Aufgaben bearbeiten
(a) Erläutern Sie in ein bis drei Sätzen, aus welchem Grund im Blogbeitrag über Care-Arbeit der Wiedereinstieg in die Instagram-Challenge erfolgt.
(b) Führen Sie den Blogbeitrag über Care-Arbeit ab seinem letzten Satz weiter.

Vorliegender Text
+++
Meine Augenringe sind politisch

 

Anfang Mai habe ich begonnen, bei einer Instagram-Challenge zum Thema Feminismus mitzumachen. Bis zum 22. habe ich es geschafft - dann bin ich ausgestiegen. Weil ich keine Power mehr übrig hatte. Dies ist mein Wiedereinstieg (oder eine letzte Stippvisite, wir werden sehen), denn das Thema ist heute: Das Private ist politisch, und dazu habe ich eine Menge zu sagen. 

 

Erschöpft.

 

Nach sechs Wochen Mo-Fr allein mit Kind, nächtlichem Stillen und Lohnarbeit bin ich erschöpft. Nur 39% der Frauen im Alter zwischen 30 und 50 arbeiten Vollzeit (BMFSFJ). Ich weiß, warum. Denn obwohl bei uns zuhause Care-Arbeit geteilt wird, reicht die Zeit nie. Ich mag mir nicht vorstellen, wie es ist, wenn häusliche Care-Arbeit und Kinderbetreuung vor allem an einer Person hängen. Das ist mit einer Berufstätigkeit inklusive Überstunden nicht zu vereinbaren.
+++
Bereitgestelltes Material
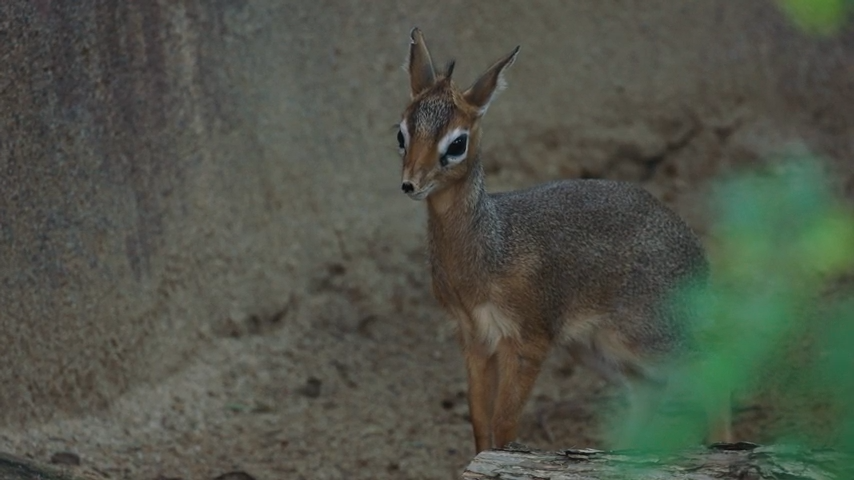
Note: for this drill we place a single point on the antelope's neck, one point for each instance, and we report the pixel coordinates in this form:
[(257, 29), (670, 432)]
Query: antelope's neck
[(463, 229)]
+++
Lösungen der Aufgaben
(a) Der Wiedereinstieg erfolgt, weil das Thema des Tages „Das Private ist politisch“ lautet. Zu diesem Thema gibt es nach eigener Aussage eine Menge zu sagen.

(b)
 

Aber anstatt an den Betreuungszeiten herumzulaborieren oder Care-Arbeit an andere (weibliche) Personen wie Babysitter, Au-Pairs oder Haushaltshilfen auszulagern, sollten wir auch über Lohnarbeit reden. Wie wichtig ist das, was man dort macht, wirklich? Ist es sinnvoll, 50 Stunden und mehr jede Woche damit zu verbringen? Für wenige Menschen ist es das. Denn wir alle brauchen Erholung. Auch und gerade von den Jobs, die elementar sind: Pflegetätigkeiten, medizinische Berufe, erzieherische Aufgaben. 

 

Es ist mit uns nicht anders als mit dem Planenten, dessen Rettung freitäglich auf der Straße und jetzt auch auf YouTube eingefordert wird. Irgendwann sind die Ressourcen alle und der Raubbau geht an die Substanz. 

 

Was der Erde der Plastikstrohhalm ist, ist dem Menschen die Überstunde. 

 

Wir arbeiten für Geld, um die Yogakurse zu bezahlen, die wir brauchen, um von der Lohnarbeit abzuschalten.

 

Ich wünschte, ich bräuchte den Yogakurs nicht. 

Ich wünschte, ich würde nicht hier sitzen, müde und kaputt, und Öffnungszeiten von Thermen und Saunen googeln, weil ich verzweifelt einen Ort suche, an dem ich auftanken kann. 

Ich wünschte, meine Speicher wären wenigstens noch so voll, dass ich das Nichtstun genießen kann, ohne dass es einen Zweck erfüllen muss.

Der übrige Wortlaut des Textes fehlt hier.